Data to use:
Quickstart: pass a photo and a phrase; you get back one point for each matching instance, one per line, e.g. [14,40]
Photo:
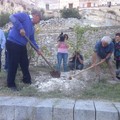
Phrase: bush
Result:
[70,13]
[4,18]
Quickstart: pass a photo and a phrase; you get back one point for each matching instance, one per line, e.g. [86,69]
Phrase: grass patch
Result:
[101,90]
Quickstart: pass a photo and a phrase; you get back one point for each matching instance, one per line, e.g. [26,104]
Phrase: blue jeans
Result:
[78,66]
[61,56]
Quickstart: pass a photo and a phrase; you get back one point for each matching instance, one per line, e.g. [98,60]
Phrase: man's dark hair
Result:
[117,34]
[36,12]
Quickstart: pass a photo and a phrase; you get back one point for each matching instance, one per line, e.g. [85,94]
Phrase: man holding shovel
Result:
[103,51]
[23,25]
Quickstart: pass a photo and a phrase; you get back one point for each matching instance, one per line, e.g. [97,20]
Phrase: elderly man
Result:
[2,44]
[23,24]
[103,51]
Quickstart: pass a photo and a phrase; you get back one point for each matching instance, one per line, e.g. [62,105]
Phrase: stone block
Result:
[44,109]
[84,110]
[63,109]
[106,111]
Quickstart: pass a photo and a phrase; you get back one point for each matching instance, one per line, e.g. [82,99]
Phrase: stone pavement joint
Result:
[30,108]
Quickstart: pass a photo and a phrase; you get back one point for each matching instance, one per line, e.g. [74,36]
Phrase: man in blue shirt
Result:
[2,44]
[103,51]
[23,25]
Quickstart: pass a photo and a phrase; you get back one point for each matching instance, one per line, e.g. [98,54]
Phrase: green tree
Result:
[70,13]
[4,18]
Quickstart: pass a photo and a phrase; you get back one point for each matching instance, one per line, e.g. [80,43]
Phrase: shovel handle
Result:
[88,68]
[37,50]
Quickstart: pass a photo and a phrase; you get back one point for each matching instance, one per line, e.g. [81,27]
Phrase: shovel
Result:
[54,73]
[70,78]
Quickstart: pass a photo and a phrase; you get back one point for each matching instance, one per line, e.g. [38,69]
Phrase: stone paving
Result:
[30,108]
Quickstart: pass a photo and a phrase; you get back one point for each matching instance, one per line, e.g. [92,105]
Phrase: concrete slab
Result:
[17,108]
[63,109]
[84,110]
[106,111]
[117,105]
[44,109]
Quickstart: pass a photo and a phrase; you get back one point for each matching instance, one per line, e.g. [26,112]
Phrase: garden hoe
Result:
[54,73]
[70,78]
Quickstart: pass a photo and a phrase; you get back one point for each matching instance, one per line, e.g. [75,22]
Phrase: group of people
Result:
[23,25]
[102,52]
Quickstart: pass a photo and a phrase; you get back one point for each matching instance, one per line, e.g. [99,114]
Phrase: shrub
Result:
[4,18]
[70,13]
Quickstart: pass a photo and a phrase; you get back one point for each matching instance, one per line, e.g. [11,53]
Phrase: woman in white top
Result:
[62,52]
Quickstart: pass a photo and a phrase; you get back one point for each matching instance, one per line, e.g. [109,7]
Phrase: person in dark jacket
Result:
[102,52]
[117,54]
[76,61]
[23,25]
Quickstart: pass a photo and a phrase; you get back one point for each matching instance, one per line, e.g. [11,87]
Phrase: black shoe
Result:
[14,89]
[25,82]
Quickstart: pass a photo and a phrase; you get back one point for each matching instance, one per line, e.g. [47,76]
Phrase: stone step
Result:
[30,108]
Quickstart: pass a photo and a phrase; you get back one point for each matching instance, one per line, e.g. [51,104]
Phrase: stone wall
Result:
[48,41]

---

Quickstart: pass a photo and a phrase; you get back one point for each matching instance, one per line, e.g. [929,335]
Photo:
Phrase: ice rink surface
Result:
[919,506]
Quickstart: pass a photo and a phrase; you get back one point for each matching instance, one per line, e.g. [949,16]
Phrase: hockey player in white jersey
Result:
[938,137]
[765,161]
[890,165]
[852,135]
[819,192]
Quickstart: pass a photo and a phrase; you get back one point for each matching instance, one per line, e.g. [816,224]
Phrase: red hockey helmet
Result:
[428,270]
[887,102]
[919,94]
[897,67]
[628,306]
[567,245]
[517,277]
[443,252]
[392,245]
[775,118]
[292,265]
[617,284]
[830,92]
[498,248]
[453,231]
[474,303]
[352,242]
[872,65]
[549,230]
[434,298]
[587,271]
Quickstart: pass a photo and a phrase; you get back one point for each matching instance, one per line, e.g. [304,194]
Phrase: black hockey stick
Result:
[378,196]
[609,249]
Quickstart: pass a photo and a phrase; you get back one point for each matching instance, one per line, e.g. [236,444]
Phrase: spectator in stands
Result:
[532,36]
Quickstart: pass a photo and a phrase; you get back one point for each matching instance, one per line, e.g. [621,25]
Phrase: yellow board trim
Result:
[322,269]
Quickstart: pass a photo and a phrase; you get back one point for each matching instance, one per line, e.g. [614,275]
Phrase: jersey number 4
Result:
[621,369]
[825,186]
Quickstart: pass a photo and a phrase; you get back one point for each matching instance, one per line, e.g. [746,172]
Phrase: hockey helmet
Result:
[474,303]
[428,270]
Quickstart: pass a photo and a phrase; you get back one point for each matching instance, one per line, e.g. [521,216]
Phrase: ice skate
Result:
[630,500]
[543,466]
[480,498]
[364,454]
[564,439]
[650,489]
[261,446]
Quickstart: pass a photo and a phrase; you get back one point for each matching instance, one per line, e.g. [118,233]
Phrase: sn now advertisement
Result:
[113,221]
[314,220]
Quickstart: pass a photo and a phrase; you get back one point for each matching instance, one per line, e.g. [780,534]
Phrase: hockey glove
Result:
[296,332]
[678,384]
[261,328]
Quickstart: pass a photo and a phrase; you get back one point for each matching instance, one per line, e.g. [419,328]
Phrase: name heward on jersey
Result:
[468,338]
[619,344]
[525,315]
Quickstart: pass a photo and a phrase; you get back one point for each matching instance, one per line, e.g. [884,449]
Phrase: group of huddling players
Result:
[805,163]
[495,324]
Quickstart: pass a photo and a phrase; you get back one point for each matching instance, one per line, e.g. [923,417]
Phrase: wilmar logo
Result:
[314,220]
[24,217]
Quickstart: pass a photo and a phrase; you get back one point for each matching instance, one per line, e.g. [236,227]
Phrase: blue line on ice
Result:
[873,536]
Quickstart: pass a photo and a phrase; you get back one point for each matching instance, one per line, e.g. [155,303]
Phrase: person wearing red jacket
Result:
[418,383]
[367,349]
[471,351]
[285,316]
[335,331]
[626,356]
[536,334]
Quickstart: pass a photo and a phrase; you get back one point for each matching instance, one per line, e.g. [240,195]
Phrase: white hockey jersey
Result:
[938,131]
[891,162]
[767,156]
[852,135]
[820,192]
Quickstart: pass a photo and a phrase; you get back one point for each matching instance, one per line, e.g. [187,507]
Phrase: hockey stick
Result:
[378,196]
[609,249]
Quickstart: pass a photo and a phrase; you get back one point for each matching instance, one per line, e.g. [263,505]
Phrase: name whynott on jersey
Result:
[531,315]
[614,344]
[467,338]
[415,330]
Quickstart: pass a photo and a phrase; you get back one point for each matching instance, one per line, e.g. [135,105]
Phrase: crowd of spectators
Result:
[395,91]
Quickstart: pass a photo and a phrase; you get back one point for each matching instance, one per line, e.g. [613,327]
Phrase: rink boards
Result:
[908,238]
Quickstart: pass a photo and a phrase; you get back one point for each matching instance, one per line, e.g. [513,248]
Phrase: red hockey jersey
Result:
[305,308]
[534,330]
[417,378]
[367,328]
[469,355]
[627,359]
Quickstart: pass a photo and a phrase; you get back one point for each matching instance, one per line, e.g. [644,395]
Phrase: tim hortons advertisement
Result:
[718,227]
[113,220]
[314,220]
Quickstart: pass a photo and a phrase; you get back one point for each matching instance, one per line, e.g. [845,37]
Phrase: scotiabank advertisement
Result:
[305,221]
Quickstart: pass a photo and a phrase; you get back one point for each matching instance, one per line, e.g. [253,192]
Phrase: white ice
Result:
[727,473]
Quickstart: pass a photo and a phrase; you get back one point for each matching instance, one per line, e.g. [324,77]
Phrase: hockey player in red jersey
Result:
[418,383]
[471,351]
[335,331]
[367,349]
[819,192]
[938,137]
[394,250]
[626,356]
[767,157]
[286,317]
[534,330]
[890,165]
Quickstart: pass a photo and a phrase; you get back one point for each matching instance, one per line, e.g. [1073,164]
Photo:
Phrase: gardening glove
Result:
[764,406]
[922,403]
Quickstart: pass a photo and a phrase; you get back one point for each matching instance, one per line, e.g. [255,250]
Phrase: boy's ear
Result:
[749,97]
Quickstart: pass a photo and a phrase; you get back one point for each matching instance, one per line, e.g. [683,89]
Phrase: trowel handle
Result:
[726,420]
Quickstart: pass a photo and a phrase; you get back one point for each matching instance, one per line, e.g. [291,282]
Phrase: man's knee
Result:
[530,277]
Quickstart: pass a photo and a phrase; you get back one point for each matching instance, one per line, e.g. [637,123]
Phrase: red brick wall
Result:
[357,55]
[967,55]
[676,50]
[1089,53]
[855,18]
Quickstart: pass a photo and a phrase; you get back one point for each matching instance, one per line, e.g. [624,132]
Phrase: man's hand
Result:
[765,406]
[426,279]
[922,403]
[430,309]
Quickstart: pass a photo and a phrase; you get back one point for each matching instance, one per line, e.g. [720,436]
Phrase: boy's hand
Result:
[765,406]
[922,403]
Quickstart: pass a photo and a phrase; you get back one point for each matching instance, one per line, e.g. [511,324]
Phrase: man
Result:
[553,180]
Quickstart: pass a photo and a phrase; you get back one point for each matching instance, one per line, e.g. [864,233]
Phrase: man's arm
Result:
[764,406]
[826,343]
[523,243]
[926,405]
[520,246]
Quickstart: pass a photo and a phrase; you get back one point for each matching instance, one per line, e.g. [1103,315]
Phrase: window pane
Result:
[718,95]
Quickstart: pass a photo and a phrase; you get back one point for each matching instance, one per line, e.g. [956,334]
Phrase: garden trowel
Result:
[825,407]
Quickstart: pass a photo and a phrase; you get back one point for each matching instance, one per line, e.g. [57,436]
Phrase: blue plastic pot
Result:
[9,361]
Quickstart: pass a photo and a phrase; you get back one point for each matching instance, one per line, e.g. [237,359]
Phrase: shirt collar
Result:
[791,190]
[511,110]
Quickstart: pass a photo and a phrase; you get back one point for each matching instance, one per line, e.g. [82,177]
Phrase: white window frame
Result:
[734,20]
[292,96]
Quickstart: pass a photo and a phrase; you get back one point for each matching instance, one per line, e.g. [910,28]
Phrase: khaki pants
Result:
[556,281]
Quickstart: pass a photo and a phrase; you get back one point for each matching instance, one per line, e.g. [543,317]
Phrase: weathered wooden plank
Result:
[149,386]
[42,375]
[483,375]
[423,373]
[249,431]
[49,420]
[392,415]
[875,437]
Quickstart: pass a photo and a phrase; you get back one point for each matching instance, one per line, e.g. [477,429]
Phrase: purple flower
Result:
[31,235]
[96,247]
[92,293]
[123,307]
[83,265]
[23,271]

Exercise directions: Out of the data above, transcribe exactly and only the lines starting with the line that has "line, e.g. [513,248]" and going on through the line that has "Phrase: hockey player in red jersey", both included.

Your response:
Quickstart: pass a photo and a phrase; you get back one point for each matching instance, one per line, e.g. [513,248]
Phrase: red hockey jersey
Result:
[305,308]
[534,330]
[417,378]
[367,328]
[469,355]
[627,359]
Quickstart: pass a photo and a phrase; you get back one point for each matching instance, one per line, e.g. [644,395]
Phrase: tim hortons advertisement
Result:
[718,227]
[113,220]
[314,220]
Quickstart: pass a photo and a phrase; you get back one point for each matching instance, one per line, e.g. [845,37]
Phrase: scotiabank advertisement
Result:
[305,221]
Quickstart: pass a photo and a phrase; you get back one point for each matching instance, one per line, e.g. [253,192]
Phrase: white ice
Result:
[727,473]
Quickstart: pass a photo and a phrase; you get back one point for each matching instance, one per line, e.g. [324,77]
Phrase: hockey player in red jersey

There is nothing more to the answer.